(Beginning of Records for processing)
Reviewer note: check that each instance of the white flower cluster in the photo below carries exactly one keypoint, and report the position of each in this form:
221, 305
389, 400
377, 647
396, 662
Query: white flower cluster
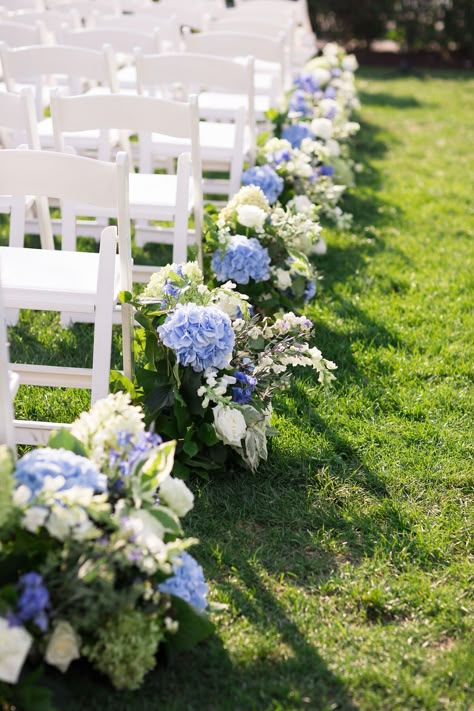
99, 427
247, 195
297, 229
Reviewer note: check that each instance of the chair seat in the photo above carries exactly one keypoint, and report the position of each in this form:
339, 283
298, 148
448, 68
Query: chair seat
82, 140
154, 196
6, 203
217, 142
215, 105
50, 279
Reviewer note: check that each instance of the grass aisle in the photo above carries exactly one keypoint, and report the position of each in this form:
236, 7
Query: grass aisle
345, 562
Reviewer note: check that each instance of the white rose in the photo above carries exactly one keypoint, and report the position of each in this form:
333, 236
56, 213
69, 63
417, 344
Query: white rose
350, 63
15, 643
63, 646
320, 247
34, 518
251, 216
60, 522
149, 531
333, 148
230, 425
322, 128
177, 496
321, 75
301, 203
283, 279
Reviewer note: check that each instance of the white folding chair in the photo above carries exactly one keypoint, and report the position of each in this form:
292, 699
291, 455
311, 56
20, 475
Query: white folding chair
268, 26
166, 25
123, 41
170, 198
225, 143
9, 382
13, 5
77, 65
82, 283
18, 126
271, 62
17, 34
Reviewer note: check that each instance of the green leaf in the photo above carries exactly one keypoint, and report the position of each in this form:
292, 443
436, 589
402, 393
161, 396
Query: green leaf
(End of Records for processing)
• **Task statement**: All records should be output exactly, with the pictures left out.

• **Output of the task**:
Reviewer note: check that each instance of the white flower cluster in the photo below carries exactly one keypoint, and report the position of each in this form:
221, 305
389, 400
377, 647
396, 662
Query: white flower cluster
99, 427
247, 195
297, 229
Reviewer note: check that each instance of the chair seat in the photo above carries exactly one keypoint, and report the position of each in this form:
339, 283
298, 148
448, 68
Query: chair seat
82, 140
154, 196
6, 203
217, 142
215, 105
50, 279
Reviewer note: check that each instance of the grass aisle in the photo above carries exactly one keypoint, and report the position of each in this form:
236, 7
Query: grass aisle
345, 562
Reviewer note: check that each instance of the white rose in the photo above carries exactly one keypoint, and report the position of each in this form:
333, 236
56, 213
69, 63
417, 344
Query: white rose
350, 63
15, 643
63, 646
320, 247
34, 518
251, 216
60, 522
149, 531
333, 148
230, 425
322, 128
177, 496
321, 75
301, 203
283, 279
Reviewer note: check that each instance of the white folding chair in the photo above carries exactly one keypoint, and report the position of each in this form:
292, 699
291, 455
311, 56
20, 475
Query: white folding chair
268, 26
166, 25
123, 41
170, 198
225, 143
9, 382
13, 5
77, 65
82, 283
18, 126
271, 62
17, 34
Reviewer note: check that each instance of the green leaf in the photo above carries exactly one keypoint, and report the position of each in this form:
292, 443
436, 589
402, 393
161, 396
Query: green leaf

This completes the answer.